• Available records:
------------------------------------------------------------

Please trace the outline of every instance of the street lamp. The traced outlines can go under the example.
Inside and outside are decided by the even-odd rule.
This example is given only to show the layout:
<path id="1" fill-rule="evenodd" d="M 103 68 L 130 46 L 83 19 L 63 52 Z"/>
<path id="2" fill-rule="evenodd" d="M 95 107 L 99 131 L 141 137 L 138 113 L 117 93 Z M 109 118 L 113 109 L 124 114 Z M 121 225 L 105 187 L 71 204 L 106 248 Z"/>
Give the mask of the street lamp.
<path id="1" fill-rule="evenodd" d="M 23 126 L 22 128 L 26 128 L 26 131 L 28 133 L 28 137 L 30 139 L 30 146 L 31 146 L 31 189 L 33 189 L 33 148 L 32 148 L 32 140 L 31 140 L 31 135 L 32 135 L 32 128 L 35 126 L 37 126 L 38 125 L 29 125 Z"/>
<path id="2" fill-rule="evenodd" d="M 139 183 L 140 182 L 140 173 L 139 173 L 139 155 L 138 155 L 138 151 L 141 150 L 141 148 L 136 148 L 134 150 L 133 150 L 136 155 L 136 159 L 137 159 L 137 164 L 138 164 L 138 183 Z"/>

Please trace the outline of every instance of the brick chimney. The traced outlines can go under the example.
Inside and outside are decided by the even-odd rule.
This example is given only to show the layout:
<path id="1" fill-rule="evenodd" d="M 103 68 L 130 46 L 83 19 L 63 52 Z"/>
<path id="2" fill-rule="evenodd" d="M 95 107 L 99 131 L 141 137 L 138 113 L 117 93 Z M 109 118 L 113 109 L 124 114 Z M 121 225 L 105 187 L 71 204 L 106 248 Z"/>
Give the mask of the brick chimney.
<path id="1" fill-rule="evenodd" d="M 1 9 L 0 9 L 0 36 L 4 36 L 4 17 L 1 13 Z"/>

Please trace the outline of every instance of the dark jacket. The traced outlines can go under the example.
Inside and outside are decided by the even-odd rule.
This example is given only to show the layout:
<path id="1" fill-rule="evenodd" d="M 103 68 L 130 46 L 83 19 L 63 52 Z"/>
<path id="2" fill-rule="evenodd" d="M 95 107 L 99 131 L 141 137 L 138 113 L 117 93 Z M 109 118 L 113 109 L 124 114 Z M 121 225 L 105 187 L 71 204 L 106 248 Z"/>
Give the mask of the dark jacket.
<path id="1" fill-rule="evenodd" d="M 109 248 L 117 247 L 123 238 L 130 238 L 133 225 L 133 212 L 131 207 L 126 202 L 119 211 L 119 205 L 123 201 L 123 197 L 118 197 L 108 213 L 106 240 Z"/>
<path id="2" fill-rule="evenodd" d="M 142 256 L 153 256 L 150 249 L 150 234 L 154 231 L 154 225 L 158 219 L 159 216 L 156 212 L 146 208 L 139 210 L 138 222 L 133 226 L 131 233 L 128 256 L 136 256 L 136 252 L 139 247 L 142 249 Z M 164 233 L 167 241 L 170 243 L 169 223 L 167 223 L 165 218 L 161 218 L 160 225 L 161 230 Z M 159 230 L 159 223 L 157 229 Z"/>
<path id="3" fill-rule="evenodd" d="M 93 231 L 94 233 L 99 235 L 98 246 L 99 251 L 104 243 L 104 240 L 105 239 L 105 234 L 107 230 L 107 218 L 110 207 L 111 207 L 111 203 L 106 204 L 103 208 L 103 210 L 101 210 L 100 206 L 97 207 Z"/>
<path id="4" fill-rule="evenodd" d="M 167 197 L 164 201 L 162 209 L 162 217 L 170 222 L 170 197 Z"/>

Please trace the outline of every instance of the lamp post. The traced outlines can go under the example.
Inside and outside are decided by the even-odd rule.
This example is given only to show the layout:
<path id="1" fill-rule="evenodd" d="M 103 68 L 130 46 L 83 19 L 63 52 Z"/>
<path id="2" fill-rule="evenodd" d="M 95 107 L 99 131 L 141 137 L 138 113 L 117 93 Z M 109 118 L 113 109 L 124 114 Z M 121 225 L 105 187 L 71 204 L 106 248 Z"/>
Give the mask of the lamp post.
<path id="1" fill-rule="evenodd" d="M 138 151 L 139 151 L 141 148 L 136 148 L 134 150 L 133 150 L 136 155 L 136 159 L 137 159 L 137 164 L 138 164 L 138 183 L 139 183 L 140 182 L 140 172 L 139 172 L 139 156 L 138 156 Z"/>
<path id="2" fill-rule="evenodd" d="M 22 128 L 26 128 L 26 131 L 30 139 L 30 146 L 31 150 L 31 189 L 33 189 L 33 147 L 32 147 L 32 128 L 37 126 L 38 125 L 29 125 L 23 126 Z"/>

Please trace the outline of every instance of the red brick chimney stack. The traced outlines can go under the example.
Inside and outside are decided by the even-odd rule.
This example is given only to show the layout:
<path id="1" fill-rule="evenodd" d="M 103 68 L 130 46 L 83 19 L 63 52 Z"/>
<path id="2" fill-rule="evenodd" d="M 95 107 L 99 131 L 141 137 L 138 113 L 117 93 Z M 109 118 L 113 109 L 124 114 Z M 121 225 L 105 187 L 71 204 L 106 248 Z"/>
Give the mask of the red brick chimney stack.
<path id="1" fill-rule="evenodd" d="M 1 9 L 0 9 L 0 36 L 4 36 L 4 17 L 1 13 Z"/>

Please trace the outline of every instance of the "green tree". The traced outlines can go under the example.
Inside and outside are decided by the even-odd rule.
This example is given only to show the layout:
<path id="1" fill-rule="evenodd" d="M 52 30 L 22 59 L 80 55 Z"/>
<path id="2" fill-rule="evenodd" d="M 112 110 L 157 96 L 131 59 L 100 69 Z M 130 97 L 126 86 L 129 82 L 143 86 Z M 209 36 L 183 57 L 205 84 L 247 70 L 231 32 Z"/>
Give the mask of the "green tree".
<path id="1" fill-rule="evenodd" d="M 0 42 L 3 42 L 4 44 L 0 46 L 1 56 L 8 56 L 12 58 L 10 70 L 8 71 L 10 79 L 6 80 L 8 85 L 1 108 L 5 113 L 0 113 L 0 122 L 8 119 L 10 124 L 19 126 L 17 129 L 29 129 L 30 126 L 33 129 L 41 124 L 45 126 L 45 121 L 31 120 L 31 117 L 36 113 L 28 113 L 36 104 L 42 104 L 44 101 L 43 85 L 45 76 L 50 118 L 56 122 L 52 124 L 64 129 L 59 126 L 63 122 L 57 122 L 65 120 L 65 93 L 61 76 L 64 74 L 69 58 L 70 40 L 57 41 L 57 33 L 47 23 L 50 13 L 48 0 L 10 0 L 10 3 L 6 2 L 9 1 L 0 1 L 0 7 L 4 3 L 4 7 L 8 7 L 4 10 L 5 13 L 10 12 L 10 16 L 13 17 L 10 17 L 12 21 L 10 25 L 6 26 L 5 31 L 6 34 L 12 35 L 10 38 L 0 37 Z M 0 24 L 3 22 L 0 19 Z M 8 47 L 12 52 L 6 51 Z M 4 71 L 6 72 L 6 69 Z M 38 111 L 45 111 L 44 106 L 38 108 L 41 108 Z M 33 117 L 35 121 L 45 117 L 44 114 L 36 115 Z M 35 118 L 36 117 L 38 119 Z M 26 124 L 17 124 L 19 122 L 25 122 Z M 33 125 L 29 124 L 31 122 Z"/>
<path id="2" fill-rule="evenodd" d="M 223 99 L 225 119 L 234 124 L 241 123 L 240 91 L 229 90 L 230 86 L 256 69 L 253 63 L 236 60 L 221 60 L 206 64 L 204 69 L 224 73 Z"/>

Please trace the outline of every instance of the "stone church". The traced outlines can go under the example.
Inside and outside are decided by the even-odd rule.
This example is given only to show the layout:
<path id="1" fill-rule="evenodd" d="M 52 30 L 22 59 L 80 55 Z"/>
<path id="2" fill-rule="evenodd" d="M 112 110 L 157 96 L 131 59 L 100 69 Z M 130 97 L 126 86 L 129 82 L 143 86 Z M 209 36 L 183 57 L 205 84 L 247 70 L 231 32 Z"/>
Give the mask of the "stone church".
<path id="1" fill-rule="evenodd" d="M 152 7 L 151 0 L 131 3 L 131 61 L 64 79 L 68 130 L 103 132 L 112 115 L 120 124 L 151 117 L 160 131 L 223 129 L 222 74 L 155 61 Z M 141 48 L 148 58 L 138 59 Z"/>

------------------------------------------------------------

• Aim of the task: Reproduce the items verbatim, starting at the first line and stopping after the line that contains "Give the mask of the street lamp.".

• Response to this task:
Please trace the outline of every instance of the street lamp. The traced outlines can go under the example.
Inside and outside are decided by the even-odd rule.
This example is given only to show the layout:
<path id="1" fill-rule="evenodd" d="M 103 68 L 130 46 L 83 19 L 63 52 Z"/>
<path id="2" fill-rule="evenodd" d="M 95 107 L 99 131 L 141 137 L 138 113 L 117 93 Z M 109 118 L 113 109 L 124 114 Z M 121 225 L 105 187 L 71 204 L 106 248 Z"/>
Give the mask of the street lamp.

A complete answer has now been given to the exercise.